## Required action
Search the records below for the word "wheel" and show every line where it occurs.

## Records from a data collection
_____

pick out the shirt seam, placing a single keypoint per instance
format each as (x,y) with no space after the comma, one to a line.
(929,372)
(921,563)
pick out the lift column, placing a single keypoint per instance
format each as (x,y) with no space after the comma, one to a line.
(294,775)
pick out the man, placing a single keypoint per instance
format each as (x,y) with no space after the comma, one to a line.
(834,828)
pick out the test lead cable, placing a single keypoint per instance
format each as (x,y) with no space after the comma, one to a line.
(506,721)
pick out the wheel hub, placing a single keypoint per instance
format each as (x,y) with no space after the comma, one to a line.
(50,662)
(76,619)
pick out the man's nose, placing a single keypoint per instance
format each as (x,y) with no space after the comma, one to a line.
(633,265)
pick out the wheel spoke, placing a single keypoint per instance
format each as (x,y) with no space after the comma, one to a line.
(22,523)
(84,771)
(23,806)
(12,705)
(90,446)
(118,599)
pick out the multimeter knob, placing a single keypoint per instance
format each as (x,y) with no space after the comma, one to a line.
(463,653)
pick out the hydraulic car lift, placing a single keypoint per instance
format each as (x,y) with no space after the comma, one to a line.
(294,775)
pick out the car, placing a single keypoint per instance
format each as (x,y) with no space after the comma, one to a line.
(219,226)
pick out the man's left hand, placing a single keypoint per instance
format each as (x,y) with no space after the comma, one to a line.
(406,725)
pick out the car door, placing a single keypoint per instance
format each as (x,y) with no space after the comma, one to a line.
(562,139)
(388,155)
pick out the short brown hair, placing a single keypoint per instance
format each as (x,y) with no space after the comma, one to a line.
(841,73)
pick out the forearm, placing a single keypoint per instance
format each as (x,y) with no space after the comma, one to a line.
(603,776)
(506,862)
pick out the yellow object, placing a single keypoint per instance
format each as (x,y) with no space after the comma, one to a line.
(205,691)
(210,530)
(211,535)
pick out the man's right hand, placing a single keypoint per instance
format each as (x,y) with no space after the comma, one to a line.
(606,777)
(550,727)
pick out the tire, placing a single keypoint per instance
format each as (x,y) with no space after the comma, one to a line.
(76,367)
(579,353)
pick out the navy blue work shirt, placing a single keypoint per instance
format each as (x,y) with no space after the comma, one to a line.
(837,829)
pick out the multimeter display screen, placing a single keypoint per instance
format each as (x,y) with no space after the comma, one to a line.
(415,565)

_____

## Output for this exercise
pick out the wheel hub, placing a single keypoint per instance
pick out the wheel spoke, placing a single keypoint per instance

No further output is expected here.